Exercise materials:
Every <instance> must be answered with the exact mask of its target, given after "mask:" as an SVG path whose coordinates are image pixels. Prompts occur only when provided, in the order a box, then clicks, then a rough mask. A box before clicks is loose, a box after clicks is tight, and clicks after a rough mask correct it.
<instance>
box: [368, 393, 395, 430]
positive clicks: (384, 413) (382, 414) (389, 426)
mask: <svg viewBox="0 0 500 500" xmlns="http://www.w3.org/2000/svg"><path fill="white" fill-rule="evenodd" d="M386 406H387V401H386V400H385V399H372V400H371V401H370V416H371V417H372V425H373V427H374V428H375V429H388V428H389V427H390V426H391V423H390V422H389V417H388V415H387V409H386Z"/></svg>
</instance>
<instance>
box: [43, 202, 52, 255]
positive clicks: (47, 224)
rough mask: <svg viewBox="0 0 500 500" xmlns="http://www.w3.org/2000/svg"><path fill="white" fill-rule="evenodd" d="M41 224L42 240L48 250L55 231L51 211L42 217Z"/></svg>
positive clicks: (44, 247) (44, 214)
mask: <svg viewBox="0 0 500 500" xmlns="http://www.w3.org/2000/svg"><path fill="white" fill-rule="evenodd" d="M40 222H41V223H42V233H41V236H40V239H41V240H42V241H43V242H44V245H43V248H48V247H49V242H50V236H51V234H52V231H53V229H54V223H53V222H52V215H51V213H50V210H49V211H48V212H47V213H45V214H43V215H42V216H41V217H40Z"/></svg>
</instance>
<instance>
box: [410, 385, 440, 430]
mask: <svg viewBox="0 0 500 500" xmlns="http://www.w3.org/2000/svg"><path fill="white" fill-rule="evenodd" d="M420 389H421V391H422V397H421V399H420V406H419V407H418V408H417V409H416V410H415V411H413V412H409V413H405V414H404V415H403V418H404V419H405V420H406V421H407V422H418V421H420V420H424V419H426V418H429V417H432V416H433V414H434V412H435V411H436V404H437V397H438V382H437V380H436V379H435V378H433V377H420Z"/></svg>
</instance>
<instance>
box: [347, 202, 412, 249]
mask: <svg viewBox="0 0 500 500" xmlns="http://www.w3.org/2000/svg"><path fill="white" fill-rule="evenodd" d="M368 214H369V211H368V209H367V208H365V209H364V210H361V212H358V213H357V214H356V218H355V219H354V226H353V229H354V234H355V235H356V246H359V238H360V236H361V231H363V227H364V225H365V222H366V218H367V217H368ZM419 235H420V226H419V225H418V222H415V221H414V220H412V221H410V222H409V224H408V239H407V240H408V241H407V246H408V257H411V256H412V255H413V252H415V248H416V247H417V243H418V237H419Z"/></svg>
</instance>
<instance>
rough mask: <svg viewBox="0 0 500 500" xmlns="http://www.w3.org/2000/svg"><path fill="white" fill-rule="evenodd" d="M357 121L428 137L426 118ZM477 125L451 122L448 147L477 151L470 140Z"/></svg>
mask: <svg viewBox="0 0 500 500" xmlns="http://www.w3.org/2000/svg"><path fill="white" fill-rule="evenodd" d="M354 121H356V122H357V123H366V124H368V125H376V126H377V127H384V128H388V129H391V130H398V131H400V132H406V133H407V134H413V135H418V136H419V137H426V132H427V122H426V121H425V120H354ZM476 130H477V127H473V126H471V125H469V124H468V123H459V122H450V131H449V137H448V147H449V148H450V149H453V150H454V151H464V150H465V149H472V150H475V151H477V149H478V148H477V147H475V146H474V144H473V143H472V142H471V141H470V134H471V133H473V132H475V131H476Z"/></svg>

Task item: Transcribe the records above exactly, keeping every line.

Task output:
Every <instance> must be answered with the exact mask of its target, given after "mask:" as an SVG path whose coordinates are image pixels. Prompts occur only when provided, in the order a box, then clicks, then a rough mask. A box before clicks is loose, a box after clicks is tight, and clicks after a rough mask correct it.
<instance>
box: [368, 393, 395, 430]
positive clicks: (384, 413) (382, 414) (389, 426)
mask: <svg viewBox="0 0 500 500" xmlns="http://www.w3.org/2000/svg"><path fill="white" fill-rule="evenodd" d="M386 406H387V401H386V400H385V399H372V400H371V401H370V416H371V417H372V425H373V427H374V428H375V429H388V428H389V427H390V426H391V423H390V422H389V417H388V415H387V409H386Z"/></svg>
</instance>
<instance>
box: [43, 202, 52, 255]
positive clicks: (47, 224)
rough mask: <svg viewBox="0 0 500 500" xmlns="http://www.w3.org/2000/svg"><path fill="white" fill-rule="evenodd" d="M41 224L42 240L48 250L55 231L51 211L42 217Z"/></svg>
positive clicks: (44, 247) (44, 214)
mask: <svg viewBox="0 0 500 500" xmlns="http://www.w3.org/2000/svg"><path fill="white" fill-rule="evenodd" d="M40 222H41V223H42V233H41V236H40V239H41V240H42V241H43V242H44V245H43V248H48V247H49V242H50V236H51V234H52V231H53V229H54V223H53V222H52V215H51V213H50V210H49V211H48V212H47V213H45V214H43V215H42V216H41V217H40Z"/></svg>
</instance>
<instance>
box: [410, 385, 440, 430]
mask: <svg viewBox="0 0 500 500" xmlns="http://www.w3.org/2000/svg"><path fill="white" fill-rule="evenodd" d="M420 389H421V391H422V397H421V399H420V406H419V407H418V408H417V409H416V410H415V411H413V412H409V413H405V414H404V415H403V418H404V419H405V420H406V421H407V422H418V421H420V420H424V419H426V418H429V417H432V416H433V414H434V412H435V411H436V404H437V397H438V382H437V380H436V379H435V378H433V377H420Z"/></svg>
</instance>
<instance>
box: [347, 202, 412, 249]
mask: <svg viewBox="0 0 500 500" xmlns="http://www.w3.org/2000/svg"><path fill="white" fill-rule="evenodd" d="M368 214H369V211H368V209H367V208H365V209H364V210H361V212H358V213H357V214H356V218H355V219H354V226H353V229H354V234H355V235H356V246H359V238H360V236H361V231H363V227H364V225H365V222H366V218H367V217H368ZM419 235H420V226H419V225H418V222H415V221H414V220H412V221H410V222H409V224H408V239H407V240H408V241H407V246H408V257H411V256H412V255H413V252H415V248H416V247H417V243H418V237H419Z"/></svg>
</instance>
<instance>
rough mask: <svg viewBox="0 0 500 500" xmlns="http://www.w3.org/2000/svg"><path fill="white" fill-rule="evenodd" d="M357 121L428 137L426 118ZM477 125L451 122L448 147L477 151L470 140Z"/></svg>
mask: <svg viewBox="0 0 500 500" xmlns="http://www.w3.org/2000/svg"><path fill="white" fill-rule="evenodd" d="M354 121H356V122H357V123H366V124H368V125H376V126H377V127H384V128H388V129H391V130H398V131H400V132H406V133H407V134H413V135H418V136H419V137H426V132H427V122H426V121H425V120H354ZM476 130H477V127H473V126H471V125H469V124H468V123H459V122H450V131H449V137H448V147H449V148H450V149H453V150H454V151H464V150H465V149H472V150H475V151H477V149H478V148H477V147H475V146H474V144H473V143H472V142H471V141H470V134H471V133H473V132H475V131H476Z"/></svg>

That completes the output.